Problem statement:
Return the records in full, exactly as given.

--- START The data ---

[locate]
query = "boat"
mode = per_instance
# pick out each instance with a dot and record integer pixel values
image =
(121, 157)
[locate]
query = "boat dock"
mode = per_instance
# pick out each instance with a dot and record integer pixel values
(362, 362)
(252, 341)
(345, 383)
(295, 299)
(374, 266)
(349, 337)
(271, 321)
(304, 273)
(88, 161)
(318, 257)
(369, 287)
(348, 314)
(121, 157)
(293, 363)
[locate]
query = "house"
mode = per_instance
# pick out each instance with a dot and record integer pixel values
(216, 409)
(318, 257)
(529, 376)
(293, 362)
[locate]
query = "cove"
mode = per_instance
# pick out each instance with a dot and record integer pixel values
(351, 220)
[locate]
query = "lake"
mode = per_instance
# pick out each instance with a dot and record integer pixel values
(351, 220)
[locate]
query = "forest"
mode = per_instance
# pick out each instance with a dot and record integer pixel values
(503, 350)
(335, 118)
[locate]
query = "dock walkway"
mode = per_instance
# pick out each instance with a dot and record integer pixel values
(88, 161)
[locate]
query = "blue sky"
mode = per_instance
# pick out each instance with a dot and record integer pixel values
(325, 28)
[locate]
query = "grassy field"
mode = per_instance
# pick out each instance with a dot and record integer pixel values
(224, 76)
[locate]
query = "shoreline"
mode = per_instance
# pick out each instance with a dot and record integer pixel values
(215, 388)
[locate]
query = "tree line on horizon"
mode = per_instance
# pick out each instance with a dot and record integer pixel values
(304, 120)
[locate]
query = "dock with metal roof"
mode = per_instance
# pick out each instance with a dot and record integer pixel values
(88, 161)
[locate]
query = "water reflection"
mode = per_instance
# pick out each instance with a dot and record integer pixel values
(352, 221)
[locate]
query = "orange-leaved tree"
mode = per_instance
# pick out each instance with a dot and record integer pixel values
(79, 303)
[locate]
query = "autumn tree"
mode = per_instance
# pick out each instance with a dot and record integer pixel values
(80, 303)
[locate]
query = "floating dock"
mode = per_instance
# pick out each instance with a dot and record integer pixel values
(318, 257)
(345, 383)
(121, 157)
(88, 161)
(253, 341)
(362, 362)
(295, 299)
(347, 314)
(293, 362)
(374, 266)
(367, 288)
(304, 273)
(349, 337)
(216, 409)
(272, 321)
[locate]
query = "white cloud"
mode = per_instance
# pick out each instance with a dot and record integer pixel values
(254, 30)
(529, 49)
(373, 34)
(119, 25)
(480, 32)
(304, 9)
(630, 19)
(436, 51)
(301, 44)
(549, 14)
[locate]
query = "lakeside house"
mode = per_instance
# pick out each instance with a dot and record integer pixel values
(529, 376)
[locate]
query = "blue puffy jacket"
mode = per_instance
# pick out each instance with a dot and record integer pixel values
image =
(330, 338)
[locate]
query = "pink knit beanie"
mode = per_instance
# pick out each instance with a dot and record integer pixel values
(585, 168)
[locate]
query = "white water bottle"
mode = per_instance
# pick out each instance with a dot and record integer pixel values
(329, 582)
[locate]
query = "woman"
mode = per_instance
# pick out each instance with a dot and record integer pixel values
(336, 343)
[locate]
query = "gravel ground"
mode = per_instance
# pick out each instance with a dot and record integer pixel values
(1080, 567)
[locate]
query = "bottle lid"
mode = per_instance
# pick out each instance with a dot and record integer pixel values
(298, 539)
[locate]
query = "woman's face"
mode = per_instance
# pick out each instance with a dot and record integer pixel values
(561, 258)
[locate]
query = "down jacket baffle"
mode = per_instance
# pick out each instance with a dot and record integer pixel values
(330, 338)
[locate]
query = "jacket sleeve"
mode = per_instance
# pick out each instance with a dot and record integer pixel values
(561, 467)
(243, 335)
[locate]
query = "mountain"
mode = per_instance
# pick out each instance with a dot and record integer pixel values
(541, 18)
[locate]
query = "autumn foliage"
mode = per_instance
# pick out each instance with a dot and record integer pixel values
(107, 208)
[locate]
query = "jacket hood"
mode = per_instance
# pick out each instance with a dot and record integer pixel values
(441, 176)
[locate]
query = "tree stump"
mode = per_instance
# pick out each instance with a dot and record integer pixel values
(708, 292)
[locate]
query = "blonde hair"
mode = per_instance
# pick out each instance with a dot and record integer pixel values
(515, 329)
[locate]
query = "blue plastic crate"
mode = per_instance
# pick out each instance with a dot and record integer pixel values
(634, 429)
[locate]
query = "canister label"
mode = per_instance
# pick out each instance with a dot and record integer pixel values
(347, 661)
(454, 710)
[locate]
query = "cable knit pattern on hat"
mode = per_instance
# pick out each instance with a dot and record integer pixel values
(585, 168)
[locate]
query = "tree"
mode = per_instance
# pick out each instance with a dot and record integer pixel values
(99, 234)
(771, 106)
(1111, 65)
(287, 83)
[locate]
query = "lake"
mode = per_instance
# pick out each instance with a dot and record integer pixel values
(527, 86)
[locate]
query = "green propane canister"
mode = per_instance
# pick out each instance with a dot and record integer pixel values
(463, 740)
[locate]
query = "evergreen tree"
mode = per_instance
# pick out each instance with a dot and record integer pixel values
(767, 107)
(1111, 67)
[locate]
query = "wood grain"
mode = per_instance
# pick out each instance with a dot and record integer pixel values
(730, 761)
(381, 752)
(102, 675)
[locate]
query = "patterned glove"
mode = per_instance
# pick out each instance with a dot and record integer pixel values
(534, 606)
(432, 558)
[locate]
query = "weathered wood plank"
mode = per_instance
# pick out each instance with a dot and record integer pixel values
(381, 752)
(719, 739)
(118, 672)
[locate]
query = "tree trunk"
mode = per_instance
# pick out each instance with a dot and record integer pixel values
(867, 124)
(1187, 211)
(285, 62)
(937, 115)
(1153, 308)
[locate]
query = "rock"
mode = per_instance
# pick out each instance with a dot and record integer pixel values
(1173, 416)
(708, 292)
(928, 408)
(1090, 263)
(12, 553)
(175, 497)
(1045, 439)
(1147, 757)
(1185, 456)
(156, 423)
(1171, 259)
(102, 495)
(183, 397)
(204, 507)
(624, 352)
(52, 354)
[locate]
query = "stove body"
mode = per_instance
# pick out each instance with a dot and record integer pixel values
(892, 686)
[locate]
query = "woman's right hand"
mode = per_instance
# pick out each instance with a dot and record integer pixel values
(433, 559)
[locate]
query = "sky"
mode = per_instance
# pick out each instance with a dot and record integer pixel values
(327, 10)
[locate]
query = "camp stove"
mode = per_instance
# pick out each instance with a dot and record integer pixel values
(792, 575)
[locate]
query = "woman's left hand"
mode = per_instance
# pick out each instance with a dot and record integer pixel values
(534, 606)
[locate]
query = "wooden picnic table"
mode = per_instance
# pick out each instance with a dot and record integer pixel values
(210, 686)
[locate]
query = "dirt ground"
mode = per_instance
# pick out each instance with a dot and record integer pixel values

--- END The data ---

Solution to the exercise:
[locate]
query = "boat"
mode = per_instance
# pick out each instance with a dot and record integer pixel values
image =
(121, 157)
[locate]
query = "boat dock"
mode = per_instance
# pick out each instance with a dot and record integer pixel values
(362, 362)
(252, 341)
(345, 383)
(295, 299)
(374, 266)
(349, 337)
(271, 321)
(304, 273)
(88, 161)
(318, 257)
(369, 287)
(348, 314)
(121, 157)
(293, 363)
[locate]
query = "house"
mode = per_instance
# pick out each instance with a dot and record integer pixel values
(216, 409)
(318, 257)
(529, 376)
(293, 362)
[locate]
query = "cove"
mode = per_instance
# pick out each instance with a dot and record integer pixel values
(351, 220)
[locate]
query = "lake"
mode = per_instance
# pick out each instance with a dot and record integer pixel values
(351, 220)
[locate]
query = "forest"
mode = per_instance
# pick out each instance with a dot and record integer pixel values
(503, 350)
(335, 118)
[locate]
query = "dock walkway"
mode = per_instance
# pick out each instance with a dot and record integer pixel values
(88, 161)
[locate]
query = "blue sky"
mode = per_instance
# pick out each instance with a dot and record integer pixel values
(325, 28)
[locate]
query = "grassy field"
mode = per_instance
# pick out each instance with a dot and record integer pixel values
(224, 76)
[locate]
query = "shoreline"
mode = per_instance
# pick out each instance with a dot and record integer pixel values
(215, 388)
[locate]
query = "tree line on horizon"
mode = per_instance
# pick out each instance with a dot and record integer pixel values
(304, 120)
[locate]
query = "dock with metal roof"
mode = per_instance
# pick out each instance with a dot and record integer pixel values
(88, 161)
[locate]
query = "water reflection"
mode = per_instance
# pick out each instance with a dot and record integer pixel values
(352, 221)
[locate]
query = "orange-leaved tree"
mode = per_instance
# pick out each instance with a dot and record integer pixel values
(79, 303)
[locate]
query = "autumn tree"
mode = per_instance
# pick out each instance with a dot and record integer pixel values
(80, 303)
[locate]
query = "floating dock"
mode = per_instance
# pick out each instance with a dot and record integer pixel values
(318, 257)
(345, 383)
(121, 157)
(88, 161)
(253, 341)
(362, 362)
(295, 299)
(347, 314)
(293, 362)
(374, 266)
(367, 288)
(304, 273)
(349, 337)
(216, 409)
(272, 321)
[locate]
query = "white cloud"
mode = per_instance
# pick out each instance with a dot and record integer pixel values
(254, 30)
(529, 49)
(373, 34)
(119, 25)
(480, 32)
(304, 9)
(630, 19)
(436, 51)
(301, 44)
(549, 14)
[locate]
query = "lakeside house"
mode = per_instance
# pick out each instance with a dot and record integer pixel values
(529, 376)
[locate]
query = "blue puffy jacket"
mode = per_instance
# pick out each instance with a dot and record integer pixel values
image =
(330, 338)
[locate]
query = "pink knit beanie"
mode = per_instance
# pick out each instance with a dot and record integer pixel values
(585, 168)
[locate]
query = "white water bottle"
mode = per_instance
# pick out each instance with a dot and record integer pixel values
(329, 582)
[locate]
query = "woman"
mode = per_instance
# pick out each instance with a dot and record integer pixel values
(336, 343)
[locate]
query = "gravel ground"
mode = per_instance
# pick out each instance with a dot and record integer pixel values
(1080, 567)
[locate]
query = "bottle lid"
mode = per_instance
# pick out each instance with a dot and record integer pixel values
(298, 539)
[locate]
query = "woman's face"
mode = per_instance
# pick out each instance with a dot and record integer pixel values
(561, 258)
[locate]
query = "down jacket baffle"
mode = per_instance
# pick out each instance with a dot and record integer pixel values
(330, 338)
[locate]
query = "jacket sleeve"
mode = per_instance
# pick out each instance with a dot and record integer pixel values
(561, 467)
(243, 335)
[locate]
query = "mountain"
mode = per_instance
# pick out each instance with a dot and record integer pixel values
(541, 18)
[locate]
query = "autumn foliage"
mode = per_instance
# pick out each instance with a dot and record integer pixel values
(107, 208)
[locate]
query = "jacket hood"
mode = per_instance
# pick out each instance with a dot and record integer pixel values
(441, 176)
[locate]
query = "tree stump"
mode = per_instance
# pick out each instance with a dot and record integer pixel values
(708, 292)
[locate]
query = "blonde hair"
mode = per_instance
# pick out each instance with a dot and record integer pixel values
(515, 329)
[locate]
query = "blue plastic crate"
mode = per_instance
# pick out each instance with a dot and record integer pixel values
(634, 429)
[locate]
query = "canister label"
mode = per_instance
# pick out each instance with a dot and record integer pixel values
(347, 661)
(454, 710)
[locate]
query = "cable knit pattern on hat"
mode = per_instance
# pick out each instance with a dot and record integer pixel values
(585, 168)
[locate]
query = "tree"
mode = per_instance
# pick out each instance with a dot and record integer pixel values
(99, 234)
(771, 106)
(1111, 65)
(287, 83)
[locate]
query = "lake"
mode = per_instance
# pick out each instance with a dot and record integer pixel values
(527, 86)
[locate]
query = "green propane canister"
mode = per_instance
# pick out each instance with a dot and record integer pixel values
(463, 740)
[locate]
query = "evergreen tree"
mode = per_instance
# pick out each instance with a dot and record integer pixel values
(767, 107)
(1111, 67)
[locate]
query = "wood grain"
mode = per_instance
# pick out each instance with a dot and record integer pixel values
(730, 761)
(381, 752)
(102, 675)
[locate]
query = "patterned glove"
mode = per_instance
# pick out each instance with a dot and record integer pixel values
(534, 606)
(432, 558)
[locate]
query = "weathered wood plank"
mode = per_instance
# pick out each instance with a dot and record integer pixel values
(381, 752)
(719, 739)
(118, 672)
[locate]
query = "tree trunk"
mode = per_instance
# pick out each instance with a dot and record integer pixel values
(867, 124)
(1187, 211)
(285, 62)
(937, 115)
(1153, 308)
[locate]
query = "rock"
mode = per_instance
# pick out each instance with a dot and record integer pixel values
(1173, 416)
(708, 292)
(928, 408)
(1090, 263)
(12, 553)
(175, 497)
(1045, 439)
(1147, 757)
(1185, 456)
(156, 423)
(1171, 259)
(102, 495)
(183, 397)
(204, 507)
(624, 352)
(52, 354)
[locate]
query = "stove body"
mode = per_instance
# pick out each instance with a dot and record integer pixel values
(892, 686)
[locate]
query = "woman's right hand"
mode = per_instance
# pick out each instance with a dot and record integer pixel values
(433, 559)
[locate]
query = "sky"
mode = per_instance
# pick out each instance with a dot and record integer pixel values
(327, 10)
[locate]
query = "camp stove"
mode = per_instance
# pick out each instance with a dot and record integer pixel values
(792, 575)
[locate]
query = "woman's left hand"
mode = per_instance
# pick out each instance with a dot and record integer pixel values
(534, 606)
[locate]
query = "wooden picnic table"
mode = per_instance
# pick out each instance with a dot and record integer pixel values
(210, 686)
[locate]
query = "dirt ground"
mode = per_instance
# pick out each instance with a dot and record integer pixel values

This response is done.